» **ACTION ITEM**:
Exact repetition of every entry is required.

Stored data entries:
------
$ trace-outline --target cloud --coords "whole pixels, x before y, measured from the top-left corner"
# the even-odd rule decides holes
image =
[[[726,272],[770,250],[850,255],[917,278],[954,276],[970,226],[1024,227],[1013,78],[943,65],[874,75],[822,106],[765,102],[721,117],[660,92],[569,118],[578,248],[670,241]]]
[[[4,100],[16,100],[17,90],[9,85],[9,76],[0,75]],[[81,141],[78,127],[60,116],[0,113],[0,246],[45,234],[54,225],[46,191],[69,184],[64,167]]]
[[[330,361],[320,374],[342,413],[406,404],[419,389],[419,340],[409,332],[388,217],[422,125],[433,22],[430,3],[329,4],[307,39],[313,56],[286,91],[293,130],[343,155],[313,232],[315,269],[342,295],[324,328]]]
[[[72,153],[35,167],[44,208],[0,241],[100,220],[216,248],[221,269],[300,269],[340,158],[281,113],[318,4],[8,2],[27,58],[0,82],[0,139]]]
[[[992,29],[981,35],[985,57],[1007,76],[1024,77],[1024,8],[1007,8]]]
------
» **EXERCISE RESPONSE**:
$ trace-outline --target cloud --coords "whole pixels, x before y, measured from the top-left corner"
# the even-odd rule decides holes
image =
[[[726,272],[770,250],[850,255],[917,278],[954,276],[970,226],[1024,227],[1013,78],[943,65],[874,75],[822,106],[765,102],[721,117],[660,92],[569,118],[578,248],[670,241]]]
[[[4,100],[16,100],[17,90],[9,85],[9,76],[0,75]],[[81,141],[78,127],[60,116],[0,113],[0,246],[45,234],[54,225],[46,191],[69,184],[64,167]]]
[[[330,361],[320,374],[342,413],[406,404],[419,389],[419,340],[409,332],[388,217],[422,125],[433,22],[430,3],[329,4],[307,39],[313,56],[286,91],[293,130],[343,155],[313,232],[315,269],[342,295],[324,328]]]
[[[72,153],[35,167],[44,208],[0,241],[100,220],[216,248],[221,269],[300,269],[340,158],[281,113],[318,4],[8,2],[27,58],[0,82],[0,139]]]
[[[992,29],[981,35],[985,57],[1007,76],[1024,77],[1024,8],[1007,8]]]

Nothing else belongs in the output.